Dataset excerpt:
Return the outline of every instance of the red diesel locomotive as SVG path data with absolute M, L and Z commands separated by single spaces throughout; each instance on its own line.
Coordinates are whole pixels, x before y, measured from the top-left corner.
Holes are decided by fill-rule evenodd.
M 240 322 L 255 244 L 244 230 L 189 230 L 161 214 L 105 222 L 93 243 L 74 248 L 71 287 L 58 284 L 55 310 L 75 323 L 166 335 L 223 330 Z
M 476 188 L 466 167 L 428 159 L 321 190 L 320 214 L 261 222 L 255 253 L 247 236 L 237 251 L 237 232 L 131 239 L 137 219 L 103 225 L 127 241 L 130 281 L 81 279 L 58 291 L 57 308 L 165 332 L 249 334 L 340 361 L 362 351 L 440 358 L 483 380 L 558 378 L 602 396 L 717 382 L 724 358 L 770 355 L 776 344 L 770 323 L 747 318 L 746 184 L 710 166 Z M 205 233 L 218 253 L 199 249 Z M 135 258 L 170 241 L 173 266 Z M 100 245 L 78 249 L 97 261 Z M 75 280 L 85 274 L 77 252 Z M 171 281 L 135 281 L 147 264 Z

REQUIREMENTS: Reproduce the entries above in full, switching "red diesel locomotive" to "blue freight locomotive" and leaving everything else unchanged.

OUTPUT OF THE EXERCISE:
Return the outline of every instance of the blue freight locomotive as SVG path data with absolute M, L and Z commands separated by single spaces throughout; each instance on its own line.
Coordinates are whole pixels, x before y, measured from the top-left corner.
Holes are decided by fill-rule evenodd.
M 240 322 L 255 244 L 244 230 L 189 230 L 161 214 L 105 222 L 93 243 L 74 248 L 71 287 L 58 284 L 55 310 L 75 323 L 166 335 L 223 330 Z
M 476 188 L 466 167 L 428 159 L 321 190 L 320 214 L 261 222 L 255 253 L 247 236 L 237 251 L 237 232 L 131 239 L 137 219 L 103 225 L 127 241 L 130 281 L 81 279 L 58 291 L 57 308 L 165 332 L 249 334 L 340 361 L 362 351 L 440 358 L 483 380 L 558 378 L 602 396 L 717 382 L 724 358 L 770 355 L 776 344 L 770 323 L 747 318 L 746 184 L 710 166 Z M 205 233 L 218 253 L 199 249 Z M 135 258 L 170 241 L 173 266 Z M 100 245 L 78 249 L 97 261 Z M 75 280 L 85 274 L 77 252 Z M 171 281 L 135 281 L 147 264 Z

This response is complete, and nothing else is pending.